PASSAGE FOR REVIEW START
Array at specific address

[Don]

Hi I have an array of unsigned chars, like:
MyArray[2048] = {0x00};

For memory-mapping purposes I need to store this array at a specific address
(0xFFFF1199)

How do I declare this?

I cant't do MyArray[2048] = {0x00} @ 0xFFFF1199 :-(

I am using the gnu compiler.

Best Regards
Don

 

[Joona I Palaste]

Hi I have an array of unsigned chars, like:
MyArray[2048] = {0x00};

For memory-mapping purposes I need to store this array at a specific address
(0xFFFF1199)

How do I declare this?

You can't. Not under ISO standard C. On some implementations, you can't
declare it at all.

I cant't do MyArray[2048] = {0x00} @ 0xFFFF1199 :-(

No, you can't.

I am using the gnu compiler.

It depends on more than your compiler. Some operating systems don't
allow specific addresses at all, due to security reasons. What happens
if some other process is already using that memory?
Please ask in gnu.gcc.help or a system-specific newsgroup.

 

[Derk Gwen]

# Hi I have an array of unsigned chars, like:
# MyArray[2048] = {0x00};

If it _has_ to be an array instead of (unsigned char*), many linkers allow you to
specify the address of extern objects. You might try checking what your linker
permits.

 

[Kevin Easton]

# Hi I have an array of unsigned chars, like:
# MyArray[2048] = {0x00};

If it _has_ to be an array instead of (unsigned char*), many linkers allow you to
specify the address of extern objects. You might try checking what your linker
permits.

You can do it without linker magic also:

#define MyArray (*(volatile unsigned char (*)[2048])(0xdeadbeef))

- Kevin.

 

[Darrell Grainger]

Hi I have an array of unsigned chars, like:
MyArray[2048] = {0x00};

For memory-mapping purposes I need to store this array at a specific address
(0xFFFF1199)

How do I declare this?

I cant't do MyArray[2048] = {0x00} @ 0xFFFF1199 :-(

I am using the gnu compiler.

If possible, just use:

unsigned char *MyArray = (unsigned char *)0xFFFF1199;

and then use MyArray as if you declared it as an array. The only
difference is that sizeof(MyArray) will not return 2048.

If you have to have it as an array then check with a newsgroup that deals
with your compiler. You can sometimes define a section of data to a linker
section name (.text, .bss. data, etc.) and then instruct the linker to put
that section at a specific memory location. This is highly dependent on
your linker and completely off topic for comp.lang.c.
PASSAGE FOR REVIEW END
## EXERCISE PROMPT
In the thread about placing an array at a specific address, what is the only difference named between using an unsigned char pointer set to 0xFFFF1199 and declaring a real array?
DATA FOR REVIEW START
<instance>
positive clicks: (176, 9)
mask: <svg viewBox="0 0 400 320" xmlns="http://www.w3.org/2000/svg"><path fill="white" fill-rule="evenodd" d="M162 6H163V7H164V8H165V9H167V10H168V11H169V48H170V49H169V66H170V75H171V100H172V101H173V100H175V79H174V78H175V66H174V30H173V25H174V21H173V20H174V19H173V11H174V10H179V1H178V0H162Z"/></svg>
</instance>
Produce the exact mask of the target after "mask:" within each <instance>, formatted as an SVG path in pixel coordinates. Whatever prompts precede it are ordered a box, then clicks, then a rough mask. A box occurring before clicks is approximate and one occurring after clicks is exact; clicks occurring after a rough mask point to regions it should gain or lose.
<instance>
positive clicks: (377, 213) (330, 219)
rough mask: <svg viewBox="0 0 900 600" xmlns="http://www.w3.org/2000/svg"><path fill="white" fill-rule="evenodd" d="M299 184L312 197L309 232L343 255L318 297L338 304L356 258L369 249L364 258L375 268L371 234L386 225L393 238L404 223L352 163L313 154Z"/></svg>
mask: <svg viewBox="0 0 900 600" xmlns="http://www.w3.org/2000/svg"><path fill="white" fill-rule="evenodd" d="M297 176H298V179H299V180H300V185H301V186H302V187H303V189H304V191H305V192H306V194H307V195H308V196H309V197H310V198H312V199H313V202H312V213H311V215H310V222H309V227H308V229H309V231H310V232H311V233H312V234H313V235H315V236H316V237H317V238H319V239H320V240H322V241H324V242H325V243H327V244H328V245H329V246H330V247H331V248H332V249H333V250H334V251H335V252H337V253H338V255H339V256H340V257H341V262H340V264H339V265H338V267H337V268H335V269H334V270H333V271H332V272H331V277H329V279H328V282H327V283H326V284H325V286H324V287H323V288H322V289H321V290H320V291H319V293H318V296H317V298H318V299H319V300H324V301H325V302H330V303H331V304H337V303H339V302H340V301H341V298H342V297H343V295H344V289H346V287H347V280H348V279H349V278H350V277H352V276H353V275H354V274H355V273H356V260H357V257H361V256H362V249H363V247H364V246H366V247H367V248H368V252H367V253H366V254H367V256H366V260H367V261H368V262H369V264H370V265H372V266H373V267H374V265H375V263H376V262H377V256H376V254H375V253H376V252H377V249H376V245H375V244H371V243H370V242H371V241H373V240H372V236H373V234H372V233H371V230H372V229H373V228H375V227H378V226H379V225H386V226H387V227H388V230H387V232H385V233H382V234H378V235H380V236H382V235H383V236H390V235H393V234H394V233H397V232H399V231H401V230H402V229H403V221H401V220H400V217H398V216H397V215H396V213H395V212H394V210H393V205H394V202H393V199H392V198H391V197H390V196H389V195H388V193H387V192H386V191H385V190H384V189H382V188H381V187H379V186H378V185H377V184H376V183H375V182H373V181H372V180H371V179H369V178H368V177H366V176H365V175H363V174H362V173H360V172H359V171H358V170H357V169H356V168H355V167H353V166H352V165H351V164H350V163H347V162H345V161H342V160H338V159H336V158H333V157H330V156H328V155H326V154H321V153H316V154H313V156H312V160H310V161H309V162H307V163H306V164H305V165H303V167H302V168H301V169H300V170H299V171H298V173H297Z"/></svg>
DATA FOR REVIEW END
## EXERCISE RESPONSE
sizeof(MyArray) will not return 2048.